**The data**
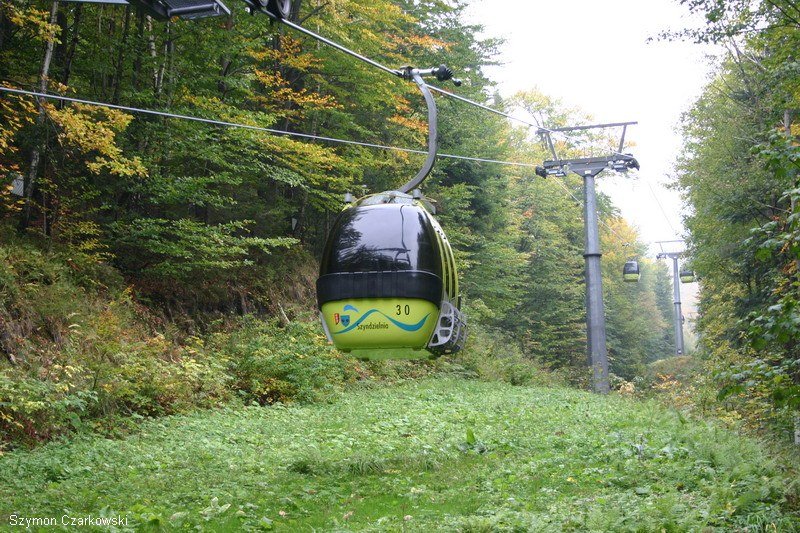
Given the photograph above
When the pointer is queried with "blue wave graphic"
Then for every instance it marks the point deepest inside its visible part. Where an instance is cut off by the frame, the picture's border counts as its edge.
(401, 325)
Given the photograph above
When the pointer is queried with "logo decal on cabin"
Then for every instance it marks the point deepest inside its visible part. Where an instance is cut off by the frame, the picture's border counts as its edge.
(402, 325)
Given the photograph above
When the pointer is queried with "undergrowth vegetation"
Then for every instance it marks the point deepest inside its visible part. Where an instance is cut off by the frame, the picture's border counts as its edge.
(425, 455)
(82, 354)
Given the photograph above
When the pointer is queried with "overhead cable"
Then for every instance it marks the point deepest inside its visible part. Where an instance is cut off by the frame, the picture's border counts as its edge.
(256, 128)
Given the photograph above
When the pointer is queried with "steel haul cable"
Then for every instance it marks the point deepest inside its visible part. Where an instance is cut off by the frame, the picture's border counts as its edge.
(255, 128)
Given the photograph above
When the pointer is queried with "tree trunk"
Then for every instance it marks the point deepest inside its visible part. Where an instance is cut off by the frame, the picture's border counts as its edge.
(73, 45)
(36, 153)
(121, 56)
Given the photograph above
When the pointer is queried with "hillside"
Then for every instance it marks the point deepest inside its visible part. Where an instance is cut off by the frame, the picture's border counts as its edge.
(436, 454)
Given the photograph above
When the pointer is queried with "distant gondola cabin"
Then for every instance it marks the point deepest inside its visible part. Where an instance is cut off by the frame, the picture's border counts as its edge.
(388, 286)
(630, 272)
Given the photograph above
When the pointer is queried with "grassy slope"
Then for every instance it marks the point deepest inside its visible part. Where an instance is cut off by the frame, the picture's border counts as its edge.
(398, 458)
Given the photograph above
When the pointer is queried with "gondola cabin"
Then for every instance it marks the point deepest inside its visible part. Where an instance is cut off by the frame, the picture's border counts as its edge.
(388, 287)
(630, 272)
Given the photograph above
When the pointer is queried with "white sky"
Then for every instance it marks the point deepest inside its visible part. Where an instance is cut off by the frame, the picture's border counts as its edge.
(595, 56)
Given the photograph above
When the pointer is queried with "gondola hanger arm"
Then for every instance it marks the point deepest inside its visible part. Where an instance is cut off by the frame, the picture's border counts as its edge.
(442, 73)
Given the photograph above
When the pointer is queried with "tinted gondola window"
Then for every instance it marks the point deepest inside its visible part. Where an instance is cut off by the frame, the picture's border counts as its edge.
(382, 238)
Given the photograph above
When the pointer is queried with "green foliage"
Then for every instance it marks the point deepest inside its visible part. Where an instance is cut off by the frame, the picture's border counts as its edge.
(271, 363)
(425, 455)
(741, 167)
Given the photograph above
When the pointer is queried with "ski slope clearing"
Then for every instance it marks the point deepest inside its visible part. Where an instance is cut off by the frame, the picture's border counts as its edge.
(440, 454)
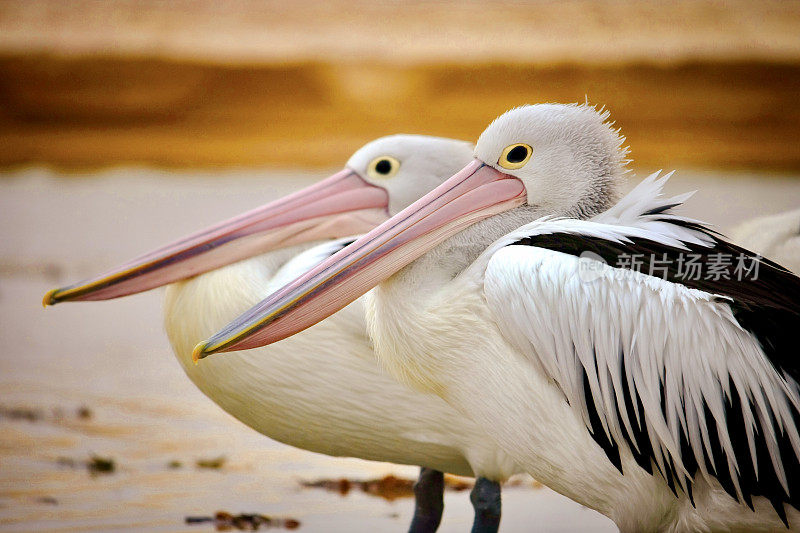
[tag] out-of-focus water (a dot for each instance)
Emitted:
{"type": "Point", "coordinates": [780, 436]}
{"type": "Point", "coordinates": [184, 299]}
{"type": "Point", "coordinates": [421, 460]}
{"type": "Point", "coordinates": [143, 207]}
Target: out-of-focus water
{"type": "Point", "coordinates": [113, 358]}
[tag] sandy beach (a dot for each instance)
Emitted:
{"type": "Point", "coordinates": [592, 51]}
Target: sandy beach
{"type": "Point", "coordinates": [113, 359]}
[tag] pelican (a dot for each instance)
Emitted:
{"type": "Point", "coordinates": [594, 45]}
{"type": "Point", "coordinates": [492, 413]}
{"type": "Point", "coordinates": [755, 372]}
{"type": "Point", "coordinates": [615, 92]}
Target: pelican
{"type": "Point", "coordinates": [664, 401]}
{"type": "Point", "coordinates": [320, 391]}
{"type": "Point", "coordinates": [776, 237]}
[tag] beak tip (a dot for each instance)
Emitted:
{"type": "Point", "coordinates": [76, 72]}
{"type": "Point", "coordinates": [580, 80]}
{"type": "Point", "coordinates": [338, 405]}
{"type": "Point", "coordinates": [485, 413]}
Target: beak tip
{"type": "Point", "coordinates": [199, 352]}
{"type": "Point", "coordinates": [49, 298]}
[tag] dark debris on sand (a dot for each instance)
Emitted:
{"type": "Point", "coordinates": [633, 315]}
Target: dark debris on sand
{"type": "Point", "coordinates": [95, 465]}
{"type": "Point", "coordinates": [37, 414]}
{"type": "Point", "coordinates": [214, 463]}
{"type": "Point", "coordinates": [224, 521]}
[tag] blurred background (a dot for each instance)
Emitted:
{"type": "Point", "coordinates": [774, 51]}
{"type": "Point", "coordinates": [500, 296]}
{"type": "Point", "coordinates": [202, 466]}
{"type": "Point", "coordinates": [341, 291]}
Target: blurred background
{"type": "Point", "coordinates": [126, 124]}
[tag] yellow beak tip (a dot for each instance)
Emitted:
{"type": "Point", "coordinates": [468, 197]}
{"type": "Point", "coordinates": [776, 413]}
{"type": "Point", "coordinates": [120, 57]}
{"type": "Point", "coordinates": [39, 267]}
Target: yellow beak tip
{"type": "Point", "coordinates": [49, 298]}
{"type": "Point", "coordinates": [199, 352]}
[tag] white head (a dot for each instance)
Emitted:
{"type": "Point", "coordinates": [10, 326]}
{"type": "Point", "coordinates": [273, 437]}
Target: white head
{"type": "Point", "coordinates": [408, 166]}
{"type": "Point", "coordinates": [532, 161]}
{"type": "Point", "coordinates": [569, 157]}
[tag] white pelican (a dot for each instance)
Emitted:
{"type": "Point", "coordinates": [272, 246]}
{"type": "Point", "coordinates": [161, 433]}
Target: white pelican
{"type": "Point", "coordinates": [320, 391]}
{"type": "Point", "coordinates": [663, 401]}
{"type": "Point", "coordinates": [775, 236]}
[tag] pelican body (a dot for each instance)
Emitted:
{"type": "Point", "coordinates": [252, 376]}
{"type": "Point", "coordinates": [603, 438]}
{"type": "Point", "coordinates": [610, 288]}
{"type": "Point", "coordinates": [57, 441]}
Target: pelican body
{"type": "Point", "coordinates": [665, 402]}
{"type": "Point", "coordinates": [323, 390]}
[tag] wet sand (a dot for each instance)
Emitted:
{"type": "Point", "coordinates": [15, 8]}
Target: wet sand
{"type": "Point", "coordinates": [113, 357]}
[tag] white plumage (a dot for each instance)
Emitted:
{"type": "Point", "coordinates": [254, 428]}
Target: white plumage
{"type": "Point", "coordinates": [322, 390]}
{"type": "Point", "coordinates": [663, 401]}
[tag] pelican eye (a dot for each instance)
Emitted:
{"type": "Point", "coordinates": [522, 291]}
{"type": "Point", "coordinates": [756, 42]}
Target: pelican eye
{"type": "Point", "coordinates": [383, 167]}
{"type": "Point", "coordinates": [515, 156]}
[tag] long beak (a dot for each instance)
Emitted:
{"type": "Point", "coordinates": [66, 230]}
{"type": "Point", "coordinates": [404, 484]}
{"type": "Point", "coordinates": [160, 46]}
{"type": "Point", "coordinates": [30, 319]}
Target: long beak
{"type": "Point", "coordinates": [476, 192]}
{"type": "Point", "coordinates": [342, 204]}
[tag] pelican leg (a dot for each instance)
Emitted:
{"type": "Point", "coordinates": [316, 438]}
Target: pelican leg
{"type": "Point", "coordinates": [429, 501]}
{"type": "Point", "coordinates": [485, 498]}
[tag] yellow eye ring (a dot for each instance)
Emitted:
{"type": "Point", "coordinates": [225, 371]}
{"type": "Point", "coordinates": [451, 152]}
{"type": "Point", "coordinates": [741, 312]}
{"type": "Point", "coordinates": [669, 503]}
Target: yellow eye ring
{"type": "Point", "coordinates": [383, 167]}
{"type": "Point", "coordinates": [515, 156]}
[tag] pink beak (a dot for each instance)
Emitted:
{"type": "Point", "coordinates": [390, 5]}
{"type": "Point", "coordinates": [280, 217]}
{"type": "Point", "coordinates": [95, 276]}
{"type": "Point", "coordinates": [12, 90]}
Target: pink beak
{"type": "Point", "coordinates": [341, 205]}
{"type": "Point", "coordinates": [476, 192]}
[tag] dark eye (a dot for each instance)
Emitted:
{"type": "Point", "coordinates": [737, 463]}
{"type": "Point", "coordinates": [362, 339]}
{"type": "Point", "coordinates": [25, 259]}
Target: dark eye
{"type": "Point", "coordinates": [383, 167]}
{"type": "Point", "coordinates": [515, 156]}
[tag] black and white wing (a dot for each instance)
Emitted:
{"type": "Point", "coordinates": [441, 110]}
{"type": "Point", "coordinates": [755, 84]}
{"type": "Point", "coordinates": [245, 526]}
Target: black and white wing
{"type": "Point", "coordinates": [664, 338]}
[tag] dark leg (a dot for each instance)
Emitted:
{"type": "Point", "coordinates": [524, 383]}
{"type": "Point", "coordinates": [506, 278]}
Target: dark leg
{"type": "Point", "coordinates": [485, 498]}
{"type": "Point", "coordinates": [429, 501]}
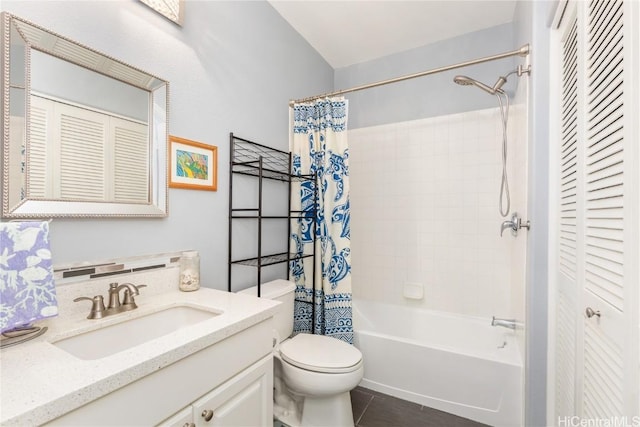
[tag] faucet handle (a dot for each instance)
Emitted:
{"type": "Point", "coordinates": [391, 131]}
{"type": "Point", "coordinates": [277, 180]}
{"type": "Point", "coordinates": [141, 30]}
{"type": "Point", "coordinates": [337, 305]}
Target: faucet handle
{"type": "Point", "coordinates": [128, 299]}
{"type": "Point", "coordinates": [97, 306]}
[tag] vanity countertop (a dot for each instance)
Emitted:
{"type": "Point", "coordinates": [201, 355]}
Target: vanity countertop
{"type": "Point", "coordinates": [40, 381]}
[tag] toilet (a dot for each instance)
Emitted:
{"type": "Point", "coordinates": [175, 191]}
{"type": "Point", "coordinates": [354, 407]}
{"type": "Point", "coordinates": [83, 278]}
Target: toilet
{"type": "Point", "coordinates": [313, 374]}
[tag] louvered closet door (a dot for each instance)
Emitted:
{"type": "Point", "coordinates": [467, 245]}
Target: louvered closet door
{"type": "Point", "coordinates": [609, 373]}
{"type": "Point", "coordinates": [596, 333]}
{"type": "Point", "coordinates": [568, 205]}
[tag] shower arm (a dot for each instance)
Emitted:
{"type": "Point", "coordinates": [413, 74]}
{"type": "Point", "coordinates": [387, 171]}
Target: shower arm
{"type": "Point", "coordinates": [523, 51]}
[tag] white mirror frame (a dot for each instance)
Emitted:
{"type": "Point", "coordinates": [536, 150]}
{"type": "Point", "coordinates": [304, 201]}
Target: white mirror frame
{"type": "Point", "coordinates": [14, 205]}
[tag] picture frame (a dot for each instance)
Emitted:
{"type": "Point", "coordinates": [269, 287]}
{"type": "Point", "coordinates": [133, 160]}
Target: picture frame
{"type": "Point", "coordinates": [192, 164]}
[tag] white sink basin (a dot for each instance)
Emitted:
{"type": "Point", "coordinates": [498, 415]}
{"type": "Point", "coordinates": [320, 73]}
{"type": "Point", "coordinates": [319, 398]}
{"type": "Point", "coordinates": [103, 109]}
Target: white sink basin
{"type": "Point", "coordinates": [112, 339]}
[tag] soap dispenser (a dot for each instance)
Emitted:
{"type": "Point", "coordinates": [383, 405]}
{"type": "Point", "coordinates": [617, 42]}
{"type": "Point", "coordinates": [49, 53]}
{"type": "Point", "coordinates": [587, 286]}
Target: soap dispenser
{"type": "Point", "coordinates": [189, 271]}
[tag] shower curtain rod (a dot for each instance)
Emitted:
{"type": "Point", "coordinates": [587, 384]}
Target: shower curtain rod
{"type": "Point", "coordinates": [523, 51]}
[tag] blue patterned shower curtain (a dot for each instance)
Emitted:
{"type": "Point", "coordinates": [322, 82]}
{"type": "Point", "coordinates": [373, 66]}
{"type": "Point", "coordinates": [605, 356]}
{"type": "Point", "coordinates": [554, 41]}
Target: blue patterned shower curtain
{"type": "Point", "coordinates": [319, 148]}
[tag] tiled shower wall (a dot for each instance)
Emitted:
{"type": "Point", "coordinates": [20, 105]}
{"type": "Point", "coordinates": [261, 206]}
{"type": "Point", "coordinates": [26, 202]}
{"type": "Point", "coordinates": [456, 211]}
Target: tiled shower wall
{"type": "Point", "coordinates": [424, 198]}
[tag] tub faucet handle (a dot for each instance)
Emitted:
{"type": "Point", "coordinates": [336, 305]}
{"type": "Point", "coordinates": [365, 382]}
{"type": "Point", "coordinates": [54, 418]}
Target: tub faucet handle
{"type": "Point", "coordinates": [515, 224]}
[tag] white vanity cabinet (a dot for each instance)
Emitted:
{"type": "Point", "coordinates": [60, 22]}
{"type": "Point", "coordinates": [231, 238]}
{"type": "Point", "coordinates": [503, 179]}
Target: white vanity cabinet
{"type": "Point", "coordinates": [244, 400]}
{"type": "Point", "coordinates": [233, 379]}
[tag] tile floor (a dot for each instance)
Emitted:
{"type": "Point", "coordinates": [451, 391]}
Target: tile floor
{"type": "Point", "coordinates": [373, 409]}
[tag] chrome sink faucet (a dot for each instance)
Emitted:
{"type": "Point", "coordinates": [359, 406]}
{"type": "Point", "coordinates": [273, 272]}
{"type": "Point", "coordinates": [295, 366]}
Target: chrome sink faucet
{"type": "Point", "coordinates": [98, 310]}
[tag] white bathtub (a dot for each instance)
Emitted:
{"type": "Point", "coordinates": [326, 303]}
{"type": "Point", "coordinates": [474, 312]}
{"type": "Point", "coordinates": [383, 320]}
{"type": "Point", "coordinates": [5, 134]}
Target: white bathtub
{"type": "Point", "coordinates": [461, 365]}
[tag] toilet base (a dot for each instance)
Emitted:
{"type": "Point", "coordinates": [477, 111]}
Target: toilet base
{"type": "Point", "coordinates": [334, 411]}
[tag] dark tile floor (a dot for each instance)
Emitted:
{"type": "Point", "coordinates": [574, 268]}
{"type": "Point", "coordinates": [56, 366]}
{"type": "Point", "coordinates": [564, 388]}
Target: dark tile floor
{"type": "Point", "coordinates": [373, 409]}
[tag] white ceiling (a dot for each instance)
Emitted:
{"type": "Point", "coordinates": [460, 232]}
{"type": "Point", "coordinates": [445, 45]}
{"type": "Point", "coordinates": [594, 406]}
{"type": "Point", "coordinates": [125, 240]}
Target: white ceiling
{"type": "Point", "coordinates": [350, 32]}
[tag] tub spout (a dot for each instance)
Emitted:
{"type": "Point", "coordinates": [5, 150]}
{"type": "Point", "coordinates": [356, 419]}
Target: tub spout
{"type": "Point", "coordinates": [505, 323]}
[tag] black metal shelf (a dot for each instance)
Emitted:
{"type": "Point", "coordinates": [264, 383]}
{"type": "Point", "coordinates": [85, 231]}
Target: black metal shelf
{"type": "Point", "coordinates": [256, 160]}
{"type": "Point", "coordinates": [272, 259]}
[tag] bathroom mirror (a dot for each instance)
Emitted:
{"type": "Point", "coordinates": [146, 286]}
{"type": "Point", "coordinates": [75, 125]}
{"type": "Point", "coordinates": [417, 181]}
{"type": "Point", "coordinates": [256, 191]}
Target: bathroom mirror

**What needs to be done**
In the data above, which lines have "slope"? Report each of them.

**Exercise answer**
When the pointer is queried with "grassy slope"
When the pointer is queried with "ski slope clearing"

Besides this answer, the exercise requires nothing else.